Exercise details -> Without the pictures, reproduce the entries below exactly.
*****
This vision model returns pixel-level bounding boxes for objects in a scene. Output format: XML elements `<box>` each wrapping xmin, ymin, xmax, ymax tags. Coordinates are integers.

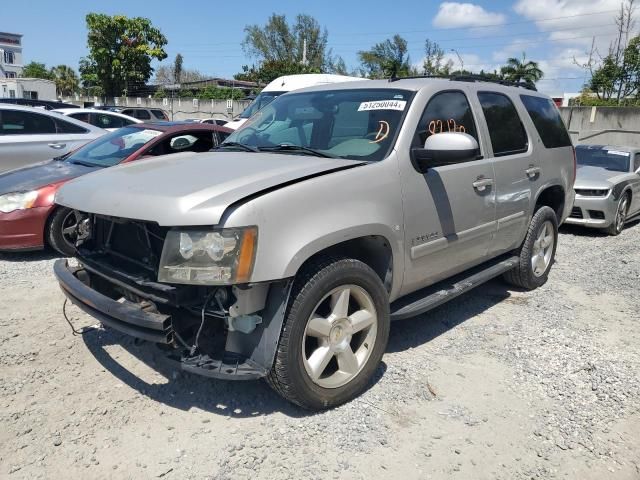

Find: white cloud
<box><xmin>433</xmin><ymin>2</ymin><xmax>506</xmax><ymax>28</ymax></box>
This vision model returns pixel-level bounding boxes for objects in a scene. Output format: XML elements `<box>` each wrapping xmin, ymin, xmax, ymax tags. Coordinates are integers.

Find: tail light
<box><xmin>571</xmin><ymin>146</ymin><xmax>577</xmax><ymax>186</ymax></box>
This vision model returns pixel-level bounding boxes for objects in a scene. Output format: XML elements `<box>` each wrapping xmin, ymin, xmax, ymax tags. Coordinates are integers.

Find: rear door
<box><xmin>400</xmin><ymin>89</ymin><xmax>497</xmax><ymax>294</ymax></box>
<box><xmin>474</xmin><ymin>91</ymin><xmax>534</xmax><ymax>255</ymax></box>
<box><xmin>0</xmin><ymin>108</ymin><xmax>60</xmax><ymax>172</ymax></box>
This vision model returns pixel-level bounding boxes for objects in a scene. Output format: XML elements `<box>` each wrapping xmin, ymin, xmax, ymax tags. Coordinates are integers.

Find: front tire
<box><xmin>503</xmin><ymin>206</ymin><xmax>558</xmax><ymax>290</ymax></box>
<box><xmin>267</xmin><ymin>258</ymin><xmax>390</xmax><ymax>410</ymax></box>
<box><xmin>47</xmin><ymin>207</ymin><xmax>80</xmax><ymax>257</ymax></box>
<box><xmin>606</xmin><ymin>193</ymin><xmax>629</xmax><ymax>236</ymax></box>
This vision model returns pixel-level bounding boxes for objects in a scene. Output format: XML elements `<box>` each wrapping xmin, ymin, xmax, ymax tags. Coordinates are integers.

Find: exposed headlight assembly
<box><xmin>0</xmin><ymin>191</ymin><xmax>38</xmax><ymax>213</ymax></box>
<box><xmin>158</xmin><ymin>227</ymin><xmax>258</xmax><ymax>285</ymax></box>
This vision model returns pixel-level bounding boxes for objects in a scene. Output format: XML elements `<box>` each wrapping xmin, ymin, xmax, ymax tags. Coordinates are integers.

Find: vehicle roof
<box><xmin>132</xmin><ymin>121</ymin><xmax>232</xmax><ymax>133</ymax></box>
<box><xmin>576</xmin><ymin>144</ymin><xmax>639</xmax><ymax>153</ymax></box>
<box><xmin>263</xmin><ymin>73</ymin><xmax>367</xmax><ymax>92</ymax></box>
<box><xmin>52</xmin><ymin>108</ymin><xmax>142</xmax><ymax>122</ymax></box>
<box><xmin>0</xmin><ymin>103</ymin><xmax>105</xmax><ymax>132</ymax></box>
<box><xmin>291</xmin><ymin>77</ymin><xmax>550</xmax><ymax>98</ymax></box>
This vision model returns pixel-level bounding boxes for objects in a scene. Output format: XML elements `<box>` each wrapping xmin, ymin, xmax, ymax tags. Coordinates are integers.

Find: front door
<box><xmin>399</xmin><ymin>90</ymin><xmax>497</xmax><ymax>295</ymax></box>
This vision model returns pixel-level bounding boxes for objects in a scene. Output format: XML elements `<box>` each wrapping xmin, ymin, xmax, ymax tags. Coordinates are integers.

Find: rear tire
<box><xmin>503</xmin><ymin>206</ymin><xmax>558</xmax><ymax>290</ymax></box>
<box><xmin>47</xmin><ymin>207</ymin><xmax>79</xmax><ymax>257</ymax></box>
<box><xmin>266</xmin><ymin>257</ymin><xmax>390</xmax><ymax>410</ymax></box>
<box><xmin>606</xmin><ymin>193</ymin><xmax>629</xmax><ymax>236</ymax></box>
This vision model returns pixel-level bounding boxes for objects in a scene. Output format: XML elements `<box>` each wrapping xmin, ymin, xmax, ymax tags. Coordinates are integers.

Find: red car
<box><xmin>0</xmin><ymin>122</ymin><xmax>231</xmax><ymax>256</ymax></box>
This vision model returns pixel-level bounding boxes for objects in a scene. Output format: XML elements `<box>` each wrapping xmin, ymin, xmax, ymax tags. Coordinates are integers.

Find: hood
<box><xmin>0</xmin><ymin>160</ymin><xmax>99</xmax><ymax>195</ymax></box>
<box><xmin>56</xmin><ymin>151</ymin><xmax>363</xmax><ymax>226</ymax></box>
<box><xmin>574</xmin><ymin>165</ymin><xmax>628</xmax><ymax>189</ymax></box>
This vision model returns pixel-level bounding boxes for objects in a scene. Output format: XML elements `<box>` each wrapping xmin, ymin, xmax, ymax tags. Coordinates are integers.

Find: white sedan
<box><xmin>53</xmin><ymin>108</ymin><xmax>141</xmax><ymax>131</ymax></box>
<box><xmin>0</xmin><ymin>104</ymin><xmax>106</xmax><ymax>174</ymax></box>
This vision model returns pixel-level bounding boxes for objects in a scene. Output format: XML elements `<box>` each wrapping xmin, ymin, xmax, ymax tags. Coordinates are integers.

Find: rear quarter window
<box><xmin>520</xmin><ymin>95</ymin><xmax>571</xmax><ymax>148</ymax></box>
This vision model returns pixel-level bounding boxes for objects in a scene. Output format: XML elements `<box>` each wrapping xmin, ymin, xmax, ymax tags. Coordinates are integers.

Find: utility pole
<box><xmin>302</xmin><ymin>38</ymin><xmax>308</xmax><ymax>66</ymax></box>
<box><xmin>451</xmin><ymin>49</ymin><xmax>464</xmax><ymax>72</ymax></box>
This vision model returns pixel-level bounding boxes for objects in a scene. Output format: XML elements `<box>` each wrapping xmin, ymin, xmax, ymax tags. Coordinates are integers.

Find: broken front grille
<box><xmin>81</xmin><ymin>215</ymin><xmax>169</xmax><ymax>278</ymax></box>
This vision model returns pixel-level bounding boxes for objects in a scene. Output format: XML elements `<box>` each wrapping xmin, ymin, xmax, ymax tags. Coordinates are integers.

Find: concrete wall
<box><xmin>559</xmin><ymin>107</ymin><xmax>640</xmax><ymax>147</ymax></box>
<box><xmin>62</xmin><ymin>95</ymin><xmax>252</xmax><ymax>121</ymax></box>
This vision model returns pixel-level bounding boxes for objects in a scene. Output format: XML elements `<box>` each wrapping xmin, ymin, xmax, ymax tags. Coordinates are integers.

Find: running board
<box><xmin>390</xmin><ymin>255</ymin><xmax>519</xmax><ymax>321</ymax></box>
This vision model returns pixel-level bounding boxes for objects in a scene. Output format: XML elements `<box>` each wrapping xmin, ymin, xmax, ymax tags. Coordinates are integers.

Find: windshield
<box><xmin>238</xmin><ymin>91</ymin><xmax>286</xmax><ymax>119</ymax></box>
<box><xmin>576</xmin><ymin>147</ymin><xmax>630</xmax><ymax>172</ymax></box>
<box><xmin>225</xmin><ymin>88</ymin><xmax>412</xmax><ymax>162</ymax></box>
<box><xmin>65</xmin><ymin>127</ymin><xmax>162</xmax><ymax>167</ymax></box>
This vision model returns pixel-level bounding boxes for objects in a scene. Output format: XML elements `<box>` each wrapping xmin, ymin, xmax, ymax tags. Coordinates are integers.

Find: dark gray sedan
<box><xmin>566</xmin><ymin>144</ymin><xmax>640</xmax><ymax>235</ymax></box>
*****
Your response ->
This vision model returns pixel-level bounding boxes for objects in a scene. Output format: XML elements `<box>` each wrapping xmin, ymin, xmax, ymax tags. Coordinates are integers.


Find: white cloud
<box><xmin>433</xmin><ymin>2</ymin><xmax>506</xmax><ymax>28</ymax></box>
This vision model returns pixel-level bounding boxes for objects in a scene. Output format: XML elements `<box>` each wrapping xmin, ymin, xmax, ymax tags. Coordinates are integers.

Find: tail light
<box><xmin>571</xmin><ymin>146</ymin><xmax>577</xmax><ymax>186</ymax></box>
This vision model returns pixel-level bounding boxes for objects in a scene. Output format: XML elements `<box>` each wrapping xmin, ymin, xmax, ymax tags. Coordinates are integers.

Find: rear door
<box><xmin>400</xmin><ymin>89</ymin><xmax>497</xmax><ymax>294</ymax></box>
<box><xmin>474</xmin><ymin>91</ymin><xmax>534</xmax><ymax>255</ymax></box>
<box><xmin>0</xmin><ymin>108</ymin><xmax>60</xmax><ymax>172</ymax></box>
This vision model returns pixel-level bounding boxes for objects in a scene. Output format: XML elements `<box>` each wrapping xmin, ymin, xmax, ymax tags. Coordinates are integers.

Find: front tire
<box><xmin>503</xmin><ymin>206</ymin><xmax>558</xmax><ymax>290</ymax></box>
<box><xmin>267</xmin><ymin>258</ymin><xmax>390</xmax><ymax>410</ymax></box>
<box><xmin>47</xmin><ymin>207</ymin><xmax>80</xmax><ymax>257</ymax></box>
<box><xmin>606</xmin><ymin>193</ymin><xmax>629</xmax><ymax>236</ymax></box>
This vision model returns pixel-level bounding boxes for objects in a scene. Output format: XML elements `<box>` each wrapping xmin, ymin, xmax, ymax tags. Coordinates are integers.

Find: exposed headlight assembly
<box><xmin>0</xmin><ymin>191</ymin><xmax>38</xmax><ymax>213</ymax></box>
<box><xmin>158</xmin><ymin>227</ymin><xmax>258</xmax><ymax>285</ymax></box>
This vision model returns pixel-level bounding boxes for objects in a scene. Output format: XML elements `<box>` each wrapping xmin, ymin, xmax, ymax tags. Coordinates are integers.

Find: vehicle roof
<box><xmin>132</xmin><ymin>121</ymin><xmax>232</xmax><ymax>133</ymax></box>
<box><xmin>576</xmin><ymin>144</ymin><xmax>639</xmax><ymax>153</ymax></box>
<box><xmin>263</xmin><ymin>73</ymin><xmax>367</xmax><ymax>92</ymax></box>
<box><xmin>52</xmin><ymin>108</ymin><xmax>142</xmax><ymax>122</ymax></box>
<box><xmin>0</xmin><ymin>103</ymin><xmax>105</xmax><ymax>132</ymax></box>
<box><xmin>291</xmin><ymin>77</ymin><xmax>550</xmax><ymax>98</ymax></box>
This vision model returns pixel-level bounding boxes for objects in a scene. Output format: XML elements `<box>` each wrapping xmin, ymin, xmax, ymax tags. Coordinates are integers.

Find: front door
<box><xmin>399</xmin><ymin>90</ymin><xmax>497</xmax><ymax>295</ymax></box>
This vision model returns pixel-level bounding boxes for objects in a scene. Output format: XML elements `<box>` each wrapping xmin, ymin, xmax, ymax tags. Coordinates are integers.

Find: rear tire
<box><xmin>503</xmin><ymin>206</ymin><xmax>558</xmax><ymax>290</ymax></box>
<box><xmin>47</xmin><ymin>207</ymin><xmax>79</xmax><ymax>257</ymax></box>
<box><xmin>266</xmin><ymin>257</ymin><xmax>390</xmax><ymax>410</ymax></box>
<box><xmin>606</xmin><ymin>193</ymin><xmax>629</xmax><ymax>236</ymax></box>
This vision model returns pixel-level bounding boxes for objects in a scene. Output format: XML elements `<box>` each wrapping xmin, ymin, xmax, ymax tags. Coordinates are integers.

Find: red car
<box><xmin>0</xmin><ymin>122</ymin><xmax>231</xmax><ymax>256</ymax></box>
This vision model returns pixel-level bounding boxes for objects in a scene. Output format: XML elements `<box>` each wrapping xmin, ymin, xmax, ymax tags. Coordinates are integers.

Find: hood
<box><xmin>0</xmin><ymin>160</ymin><xmax>99</xmax><ymax>195</ymax></box>
<box><xmin>56</xmin><ymin>151</ymin><xmax>363</xmax><ymax>226</ymax></box>
<box><xmin>574</xmin><ymin>165</ymin><xmax>628</xmax><ymax>189</ymax></box>
This vision model returns pixel-level bounding boxes for objects in a scene. Output format: XML elements `<box>` each wrapping xmin, ymin, xmax, ymax tags. Coordinates are integers.

Find: white sedan
<box><xmin>53</xmin><ymin>108</ymin><xmax>141</xmax><ymax>131</ymax></box>
<box><xmin>0</xmin><ymin>104</ymin><xmax>106</xmax><ymax>174</ymax></box>
This vision model returns pixel-level bounding boxes for objects in a scene. Output format: XML elements `<box>` each wrapping xmin, ymin, xmax, ymax tags. Coordinates are integers.

Find: rear quarter window
<box><xmin>520</xmin><ymin>95</ymin><xmax>571</xmax><ymax>148</ymax></box>
This vision model returns pixel-level bounding boxes for objects in a scene. Output format: XML elements `<box>` each wrapping xmin, ymin, xmax, ymax tags. Coordinates are integers.

Find: utility pole
<box><xmin>302</xmin><ymin>38</ymin><xmax>308</xmax><ymax>66</ymax></box>
<box><xmin>451</xmin><ymin>49</ymin><xmax>464</xmax><ymax>72</ymax></box>
This vision model returns pixel-level bounding boxes for objects in a scene. Output format: XML elements `<box>` each wrapping xmin, ymin, xmax, ymax tags. Coordinates are integers.

Find: broken front grille
<box><xmin>81</xmin><ymin>215</ymin><xmax>169</xmax><ymax>278</ymax></box>
This vision model returns pixel-level bounding boxes for objects in a scene. Output format: XML elements `<box>` each wrapping xmin, ymin, xmax, ymax tags. Coordinates are integers.

Find: concrete wall
<box><xmin>559</xmin><ymin>107</ymin><xmax>640</xmax><ymax>147</ymax></box>
<box><xmin>62</xmin><ymin>95</ymin><xmax>252</xmax><ymax>121</ymax></box>
This vision model returns pixel-level bounding boxes for objects in a scene. Output format: XML elements `<box>` each wrapping xmin, ymin, xmax, ymax tags. Coordinates are integers.

Find: running board
<box><xmin>390</xmin><ymin>255</ymin><xmax>519</xmax><ymax>321</ymax></box>
This vision model returns pixel-level bounding boxes for objects in a scene. Output format: XML elements `<box>` each wrapping xmin, ymin, xmax, ymax tags. Coordinates are integers.

Find: windshield
<box><xmin>238</xmin><ymin>91</ymin><xmax>286</xmax><ymax>119</ymax></box>
<box><xmin>576</xmin><ymin>147</ymin><xmax>630</xmax><ymax>172</ymax></box>
<box><xmin>225</xmin><ymin>88</ymin><xmax>412</xmax><ymax>162</ymax></box>
<box><xmin>65</xmin><ymin>127</ymin><xmax>162</xmax><ymax>167</ymax></box>
This vision model returns pixel-level bounding boxes for objects in a scene. Output format: XML elements `<box>` each wrapping xmin, ymin, xmax, ymax tags. Coordinates are integers.

Find: dark gray sedan
<box><xmin>566</xmin><ymin>144</ymin><xmax>640</xmax><ymax>235</ymax></box>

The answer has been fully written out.